━━━ Records for processing ━━━

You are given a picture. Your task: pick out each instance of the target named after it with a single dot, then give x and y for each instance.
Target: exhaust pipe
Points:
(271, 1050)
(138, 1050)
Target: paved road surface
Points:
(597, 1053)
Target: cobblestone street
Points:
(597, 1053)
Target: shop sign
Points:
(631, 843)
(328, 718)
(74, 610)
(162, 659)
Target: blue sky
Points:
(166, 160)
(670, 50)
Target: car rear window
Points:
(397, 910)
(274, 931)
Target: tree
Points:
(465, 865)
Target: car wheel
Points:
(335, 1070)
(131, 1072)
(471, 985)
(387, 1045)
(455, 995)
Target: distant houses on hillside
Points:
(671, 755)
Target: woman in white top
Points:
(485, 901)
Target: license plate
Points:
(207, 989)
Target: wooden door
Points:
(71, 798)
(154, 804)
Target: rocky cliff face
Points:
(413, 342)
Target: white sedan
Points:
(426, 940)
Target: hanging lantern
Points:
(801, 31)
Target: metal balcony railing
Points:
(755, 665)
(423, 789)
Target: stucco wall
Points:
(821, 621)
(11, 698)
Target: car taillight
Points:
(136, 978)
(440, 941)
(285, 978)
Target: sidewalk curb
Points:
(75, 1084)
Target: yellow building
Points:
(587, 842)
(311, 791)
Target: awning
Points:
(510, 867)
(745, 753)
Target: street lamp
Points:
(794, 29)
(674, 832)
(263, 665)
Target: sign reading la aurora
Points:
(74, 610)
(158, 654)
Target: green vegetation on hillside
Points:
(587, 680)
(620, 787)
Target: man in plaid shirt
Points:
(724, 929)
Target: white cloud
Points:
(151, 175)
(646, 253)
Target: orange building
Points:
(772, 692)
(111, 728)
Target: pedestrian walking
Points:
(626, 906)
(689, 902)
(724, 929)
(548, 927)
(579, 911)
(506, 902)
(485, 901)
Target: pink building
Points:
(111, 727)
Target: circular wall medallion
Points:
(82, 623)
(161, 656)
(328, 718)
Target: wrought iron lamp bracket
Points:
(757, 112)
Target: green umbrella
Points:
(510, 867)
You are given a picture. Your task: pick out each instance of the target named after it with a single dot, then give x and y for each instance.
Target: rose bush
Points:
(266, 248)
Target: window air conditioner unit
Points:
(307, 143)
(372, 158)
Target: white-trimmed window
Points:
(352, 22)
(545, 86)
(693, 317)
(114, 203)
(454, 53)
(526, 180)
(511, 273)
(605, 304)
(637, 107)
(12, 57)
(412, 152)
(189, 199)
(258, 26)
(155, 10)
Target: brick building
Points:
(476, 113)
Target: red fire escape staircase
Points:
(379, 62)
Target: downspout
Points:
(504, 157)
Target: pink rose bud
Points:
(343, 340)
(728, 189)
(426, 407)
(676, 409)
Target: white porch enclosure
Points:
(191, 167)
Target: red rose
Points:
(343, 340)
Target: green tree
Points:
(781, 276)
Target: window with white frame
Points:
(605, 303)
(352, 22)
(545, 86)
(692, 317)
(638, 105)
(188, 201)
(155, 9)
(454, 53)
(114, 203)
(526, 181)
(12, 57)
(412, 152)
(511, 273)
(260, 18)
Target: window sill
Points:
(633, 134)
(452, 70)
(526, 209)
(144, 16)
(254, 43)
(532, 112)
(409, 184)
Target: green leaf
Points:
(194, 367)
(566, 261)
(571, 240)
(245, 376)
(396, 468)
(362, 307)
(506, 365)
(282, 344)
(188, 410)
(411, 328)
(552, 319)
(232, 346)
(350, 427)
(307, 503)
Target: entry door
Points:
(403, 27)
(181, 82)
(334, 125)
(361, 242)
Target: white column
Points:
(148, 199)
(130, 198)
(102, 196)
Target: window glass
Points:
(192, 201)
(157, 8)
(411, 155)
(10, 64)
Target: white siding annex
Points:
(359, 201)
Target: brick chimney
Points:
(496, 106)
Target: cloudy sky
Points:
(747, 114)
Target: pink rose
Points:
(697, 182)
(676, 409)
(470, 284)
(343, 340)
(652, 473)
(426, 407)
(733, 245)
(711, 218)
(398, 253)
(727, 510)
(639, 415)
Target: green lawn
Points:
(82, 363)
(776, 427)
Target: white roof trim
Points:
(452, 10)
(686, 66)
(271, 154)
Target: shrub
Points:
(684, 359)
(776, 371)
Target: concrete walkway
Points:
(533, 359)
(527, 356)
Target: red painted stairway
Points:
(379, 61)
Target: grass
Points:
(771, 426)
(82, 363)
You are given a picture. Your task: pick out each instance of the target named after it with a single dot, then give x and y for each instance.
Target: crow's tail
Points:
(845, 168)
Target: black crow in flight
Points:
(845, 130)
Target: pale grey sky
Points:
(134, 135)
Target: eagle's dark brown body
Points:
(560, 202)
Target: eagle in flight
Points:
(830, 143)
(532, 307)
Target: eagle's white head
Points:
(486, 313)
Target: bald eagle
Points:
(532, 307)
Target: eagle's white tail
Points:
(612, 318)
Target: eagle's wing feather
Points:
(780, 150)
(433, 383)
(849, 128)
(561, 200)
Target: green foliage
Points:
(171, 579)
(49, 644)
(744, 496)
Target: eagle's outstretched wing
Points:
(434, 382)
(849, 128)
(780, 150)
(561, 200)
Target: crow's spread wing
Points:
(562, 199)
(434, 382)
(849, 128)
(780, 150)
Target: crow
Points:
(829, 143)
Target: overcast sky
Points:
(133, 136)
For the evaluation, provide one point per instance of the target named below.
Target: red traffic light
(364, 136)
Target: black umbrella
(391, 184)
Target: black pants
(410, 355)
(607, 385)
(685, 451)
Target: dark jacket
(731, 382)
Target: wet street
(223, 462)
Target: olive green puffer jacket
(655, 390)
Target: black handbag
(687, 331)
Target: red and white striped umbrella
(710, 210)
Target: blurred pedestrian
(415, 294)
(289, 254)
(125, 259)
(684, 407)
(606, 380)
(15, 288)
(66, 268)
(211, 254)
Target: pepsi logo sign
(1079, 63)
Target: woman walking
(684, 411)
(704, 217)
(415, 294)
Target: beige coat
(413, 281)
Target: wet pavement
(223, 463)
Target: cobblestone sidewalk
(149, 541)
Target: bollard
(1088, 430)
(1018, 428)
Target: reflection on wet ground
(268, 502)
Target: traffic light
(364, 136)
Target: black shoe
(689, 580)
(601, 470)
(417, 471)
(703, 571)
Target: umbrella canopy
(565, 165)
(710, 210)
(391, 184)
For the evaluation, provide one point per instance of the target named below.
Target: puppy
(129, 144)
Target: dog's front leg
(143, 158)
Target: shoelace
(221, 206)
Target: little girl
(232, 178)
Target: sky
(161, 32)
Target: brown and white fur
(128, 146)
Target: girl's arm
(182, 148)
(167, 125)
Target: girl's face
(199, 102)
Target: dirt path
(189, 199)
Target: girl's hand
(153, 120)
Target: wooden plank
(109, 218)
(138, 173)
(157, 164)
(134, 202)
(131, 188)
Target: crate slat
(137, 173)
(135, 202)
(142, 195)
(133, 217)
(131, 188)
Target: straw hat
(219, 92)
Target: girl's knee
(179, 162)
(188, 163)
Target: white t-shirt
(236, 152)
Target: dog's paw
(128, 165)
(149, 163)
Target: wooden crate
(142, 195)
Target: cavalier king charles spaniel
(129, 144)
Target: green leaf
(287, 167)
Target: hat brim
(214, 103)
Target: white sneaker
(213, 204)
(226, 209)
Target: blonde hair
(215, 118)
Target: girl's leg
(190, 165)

━━━

Stated goal => Write out all the records above again, exactly as they stand.

Written solution =>
You are given a picture. Your task: pick out each instance of the target named after it with a single dot, then give x and y for each instance.
Target: exhaust pipe
Points:
(271, 1050)
(138, 1050)
Target: paved road surface
Points:
(597, 1053)
Target: cobblestone street
Points:
(597, 1053)
Target: shop sign
Points:
(631, 843)
(328, 718)
(74, 610)
(162, 659)
Target: blue sky
Points:
(166, 160)
(670, 50)
Target: car rear window
Points:
(397, 910)
(274, 931)
Target: tree
Points:
(465, 865)
Target: car wheel
Points:
(335, 1070)
(131, 1072)
(471, 985)
(387, 1045)
(455, 995)
Target: distant houses on hillside
Points:
(671, 755)
Target: woman in white top
Points:
(485, 901)
Target: license plate
Points:
(207, 989)
Target: wooden door
Points:
(71, 798)
(154, 804)
Target: rocky cliff face
Points:
(413, 342)
Target: white sedan
Points:
(426, 940)
Target: hanging lantern
Points:
(801, 31)
Target: metal balcony railing
Points:
(755, 665)
(423, 789)
Target: stucco wall
Points:
(821, 621)
(11, 698)
Target: car taillight
Points:
(136, 978)
(440, 941)
(285, 978)
Target: sidewalk curb
Points:
(75, 1084)
Target: yellow building
Points:
(587, 842)
(311, 791)
Target: awning
Points:
(510, 867)
(745, 753)
Target: street lamp
Points:
(794, 29)
(674, 832)
(263, 665)
Target: sign reading la aurora
Points:
(74, 610)
(158, 654)
Target: green vegetation on hillside
Points:
(587, 680)
(620, 787)
Target: man in plaid shirt
Points:
(724, 929)
Target: white cloud
Points:
(151, 175)
(646, 253)
Target: orange building
Points:
(772, 692)
(111, 728)
Target: pedestrian walking
Points:
(626, 906)
(689, 902)
(724, 929)
(548, 927)
(579, 911)
(506, 902)
(485, 901)
Target: pink building
Points:
(111, 727)
Target: circular wall medallion
Points:
(82, 623)
(161, 656)
(328, 718)
Target: wrought iron lamp bracket
Points:
(757, 112)
Target: green umbrella
Points:
(510, 867)
You are given a picture. Your task: pick out each instance of the target named after it with a single dot, then give x and y for each instance.
Target: rose bush
Points:
(266, 248)
Target: window air conditioner unit
Points:
(307, 143)
(372, 158)
Target: white-trimmed window
Points:
(352, 22)
(545, 86)
(693, 317)
(114, 203)
(454, 53)
(526, 180)
(511, 273)
(605, 304)
(637, 107)
(12, 57)
(412, 152)
(189, 199)
(258, 26)
(155, 10)
Target: brick building
Points:
(476, 113)
Target: red fire escape staircase
Points:
(379, 62)
Target: downspout
Points:
(504, 157)
Target: pink rose bud
Points:
(343, 340)
(728, 189)
(426, 407)
(676, 409)
Target: white porch enclosure
Points:
(191, 167)
Target: red rose
Points:
(343, 340)
Target: green tree
Points:
(781, 276)
Target: window with white frame
Points:
(605, 303)
(352, 22)
(545, 86)
(692, 317)
(638, 105)
(188, 201)
(155, 9)
(454, 53)
(114, 203)
(526, 181)
(12, 57)
(412, 152)
(511, 273)
(260, 18)
Target: window sill
Points:
(633, 134)
(452, 70)
(526, 209)
(144, 16)
(254, 43)
(532, 112)
(409, 184)
Target: green leaf
Points:
(194, 367)
(566, 261)
(571, 240)
(245, 376)
(396, 468)
(362, 307)
(506, 365)
(282, 344)
(188, 410)
(411, 328)
(552, 319)
(232, 346)
(350, 427)
(307, 503)
Target: entry door
Points:
(403, 27)
(181, 82)
(334, 125)
(361, 242)
Target: white column
Points:
(148, 199)
(130, 198)
(102, 196)
Target: window glass
Points:
(192, 201)
(157, 8)
(411, 155)
(10, 64)
Target: white siding annex
Points:
(359, 201)
Target: brick chimney
Points:
(496, 106)
Target: cloudy sky
Points:
(747, 114)
Target: pink rose
Points:
(697, 182)
(676, 409)
(470, 284)
(343, 340)
(652, 473)
(426, 407)
(733, 245)
(711, 218)
(398, 253)
(727, 510)
(639, 415)
Target: green lawn
Points:
(82, 363)
(776, 427)
Target: white roof trim
Points:
(452, 10)
(686, 66)
(271, 154)
Target: shrub
Points:
(684, 359)
(776, 371)
Target: concrete walkway
Points:
(533, 359)
(527, 356)
Target: red painted stairway
Points:
(379, 61)
Target: grass
Points:
(771, 426)
(82, 363)
You are given a picture. Your task: pick out each instance of the target named after it with a single dot, then give x and y for each instance.
Target: crow's tail
Points:
(845, 168)
Target: black crow in flight
Points:
(845, 130)
Target: pale grey sky
Points:
(134, 135)
Target: eagle's dark brown body
Points:
(560, 202)
Target: eagle in flight
Points:
(830, 143)
(532, 307)
Target: eagle's white head
Points:
(486, 313)
Target: bald eagle
Points:
(532, 307)
Target: eagle's white tail
Points:
(612, 318)
Target: eagle's wing feather
Points:
(780, 150)
(433, 383)
(849, 128)
(561, 200)
Target: green foliage
Points:
(171, 579)
(49, 644)
(744, 496)
Target: eagle's outstretched wing
Points:
(434, 382)
(849, 128)
(780, 150)
(561, 200)
Target: crow's spread wing
Points:
(562, 199)
(434, 382)
(849, 128)
(780, 150)
Target: crow
Points:
(829, 143)
Target: overcast sky
Points:
(133, 136)
For the evaluation, provide one point per instance of the target named below.
Target: red traffic light
(364, 136)
Target: black umbrella
(391, 184)
Target: black pants
(410, 355)
(607, 385)
(685, 451)
Target: dark jacket
(731, 382)
Target: wet street
(223, 462)
Target: olive green puffer jacket
(655, 390)
Target: black handbag
(687, 331)
Target: red and white striped umbrella
(710, 210)
Target: blurred pedestrian
(415, 294)
(289, 254)
(125, 259)
(684, 407)
(606, 380)
(15, 288)
(66, 268)
(211, 254)
Target: pepsi logo sign
(1079, 63)
Target: woman walking
(684, 411)
(704, 217)
(415, 294)
Target: beige coat
(413, 281)
Target: wet pavement
(223, 463)
Target: cobblestone sidewalk
(149, 541)
Target: bollard
(1088, 430)
(1018, 428)
Target: reflection on wet ground
(268, 502)
Target: traffic light
(364, 136)
Target: black shoe
(689, 580)
(601, 470)
(417, 471)
(703, 571)
Target: umbrella canopy
(565, 165)
(710, 210)
(391, 184)
For the evaluation, provide one point per instance of the target named below.
Target: puppy
(129, 144)
Target: dog's front leg
(143, 158)
Target: shoelace
(221, 206)
Target: little girl
(232, 178)
Target: sky
(161, 32)
Target: brown and white fur
(128, 146)
Target: girl's arm
(182, 148)
(167, 125)
Target: girl's face
(199, 102)
Target: dirt path
(189, 199)
Target: girl's hand
(153, 120)
Target: wooden plank
(109, 218)
(138, 173)
(157, 164)
(134, 202)
(131, 188)
Target: crate slat
(137, 173)
(135, 202)
(142, 195)
(133, 217)
(131, 188)
Target: straw hat
(219, 92)
Target: girl's knee
(179, 162)
(188, 163)
Target: white t-shirt
(236, 152)
Target: dog's paw
(128, 165)
(149, 163)
Target: wooden crate
(142, 195)
Target: cavalier king charles spaniel
(129, 144)
Target: green leaf
(287, 167)
Target: hat brim
(214, 103)
Target: white sneaker
(213, 204)
(226, 209)
Target: blonde hair
(215, 118)
Target: girl's leg
(190, 165)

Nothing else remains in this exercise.